START Records to process
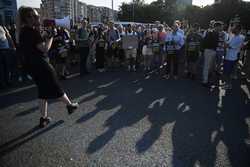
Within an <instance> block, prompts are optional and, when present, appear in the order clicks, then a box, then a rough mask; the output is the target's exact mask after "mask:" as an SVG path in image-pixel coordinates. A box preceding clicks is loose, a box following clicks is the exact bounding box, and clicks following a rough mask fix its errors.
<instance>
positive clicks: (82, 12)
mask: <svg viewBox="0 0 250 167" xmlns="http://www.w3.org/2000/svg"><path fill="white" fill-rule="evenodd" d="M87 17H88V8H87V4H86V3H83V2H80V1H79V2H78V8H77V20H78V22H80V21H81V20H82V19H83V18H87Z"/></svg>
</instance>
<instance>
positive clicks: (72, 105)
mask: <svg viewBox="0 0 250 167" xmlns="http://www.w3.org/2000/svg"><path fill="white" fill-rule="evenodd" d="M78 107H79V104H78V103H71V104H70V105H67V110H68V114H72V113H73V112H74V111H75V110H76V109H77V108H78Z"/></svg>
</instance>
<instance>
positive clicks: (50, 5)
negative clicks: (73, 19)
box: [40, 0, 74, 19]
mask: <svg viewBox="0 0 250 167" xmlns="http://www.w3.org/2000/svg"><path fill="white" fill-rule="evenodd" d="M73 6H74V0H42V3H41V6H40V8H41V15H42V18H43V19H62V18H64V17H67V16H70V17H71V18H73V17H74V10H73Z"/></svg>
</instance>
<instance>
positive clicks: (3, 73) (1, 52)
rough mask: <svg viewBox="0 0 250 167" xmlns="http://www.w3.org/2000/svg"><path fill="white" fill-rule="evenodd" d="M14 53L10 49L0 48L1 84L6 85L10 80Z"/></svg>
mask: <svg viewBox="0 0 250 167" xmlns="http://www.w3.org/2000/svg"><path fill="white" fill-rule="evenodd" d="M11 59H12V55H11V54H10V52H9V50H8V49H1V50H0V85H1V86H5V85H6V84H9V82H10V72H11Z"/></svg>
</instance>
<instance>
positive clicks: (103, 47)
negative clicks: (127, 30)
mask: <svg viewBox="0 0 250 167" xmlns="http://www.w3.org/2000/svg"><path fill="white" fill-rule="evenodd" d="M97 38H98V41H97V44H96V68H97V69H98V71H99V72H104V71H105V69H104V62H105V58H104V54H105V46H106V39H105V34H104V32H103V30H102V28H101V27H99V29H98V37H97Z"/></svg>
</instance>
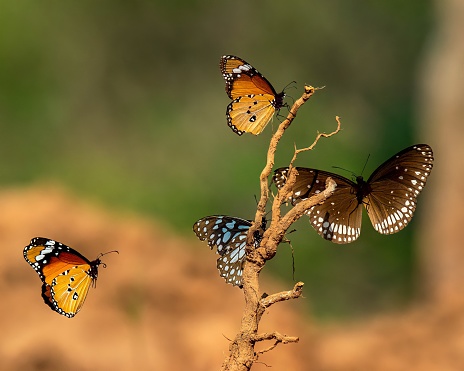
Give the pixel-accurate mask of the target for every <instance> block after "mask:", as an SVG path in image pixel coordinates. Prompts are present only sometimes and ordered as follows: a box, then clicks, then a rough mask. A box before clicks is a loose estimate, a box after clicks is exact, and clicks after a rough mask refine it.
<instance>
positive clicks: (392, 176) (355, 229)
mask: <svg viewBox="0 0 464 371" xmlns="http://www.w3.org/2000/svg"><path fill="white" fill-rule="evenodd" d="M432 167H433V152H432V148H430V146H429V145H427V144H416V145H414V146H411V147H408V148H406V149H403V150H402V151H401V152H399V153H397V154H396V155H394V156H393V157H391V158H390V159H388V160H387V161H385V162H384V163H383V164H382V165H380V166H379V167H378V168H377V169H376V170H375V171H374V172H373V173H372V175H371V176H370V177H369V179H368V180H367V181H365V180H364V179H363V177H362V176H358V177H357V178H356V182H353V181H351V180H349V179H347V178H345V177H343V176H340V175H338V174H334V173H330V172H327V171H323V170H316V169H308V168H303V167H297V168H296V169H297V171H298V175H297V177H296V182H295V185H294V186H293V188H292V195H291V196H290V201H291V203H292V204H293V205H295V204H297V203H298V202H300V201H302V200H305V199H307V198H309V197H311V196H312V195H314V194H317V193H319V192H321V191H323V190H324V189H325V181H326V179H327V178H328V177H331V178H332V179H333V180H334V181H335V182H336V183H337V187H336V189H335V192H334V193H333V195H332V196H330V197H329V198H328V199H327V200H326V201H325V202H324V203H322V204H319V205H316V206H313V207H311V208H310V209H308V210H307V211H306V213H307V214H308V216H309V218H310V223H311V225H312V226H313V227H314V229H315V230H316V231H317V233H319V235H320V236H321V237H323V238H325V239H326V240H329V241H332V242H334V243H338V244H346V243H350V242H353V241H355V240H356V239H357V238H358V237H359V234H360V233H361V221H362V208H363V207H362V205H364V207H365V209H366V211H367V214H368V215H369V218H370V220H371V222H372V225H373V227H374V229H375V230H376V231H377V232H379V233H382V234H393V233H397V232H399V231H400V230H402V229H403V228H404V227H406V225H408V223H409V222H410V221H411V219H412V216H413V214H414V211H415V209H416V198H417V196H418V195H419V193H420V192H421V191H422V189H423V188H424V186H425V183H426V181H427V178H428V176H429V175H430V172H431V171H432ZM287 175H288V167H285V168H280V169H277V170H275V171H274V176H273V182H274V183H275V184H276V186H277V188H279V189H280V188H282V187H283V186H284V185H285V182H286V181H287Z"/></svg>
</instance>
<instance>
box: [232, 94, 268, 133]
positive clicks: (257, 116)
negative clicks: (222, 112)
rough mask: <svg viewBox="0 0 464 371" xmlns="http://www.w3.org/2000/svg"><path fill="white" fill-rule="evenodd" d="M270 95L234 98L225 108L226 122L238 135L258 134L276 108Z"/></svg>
END Records to process
Reproduce the entries verbatim from their beginning through the line containing "positive clicks: (82, 12)", including that line. Omit the picture.

Within an <instance> block, prompts are optional and, when present, appear in the order clicks, then a box, then a rough mask; the output is the target's exact mask after "mask:" as an SVG path in image-pixel coordinates. A box preceding clicks is loose, a box following clicks is the exact bounding box, and clicks following a rough mask fix its errors.
<instance>
positive clicks: (82, 12)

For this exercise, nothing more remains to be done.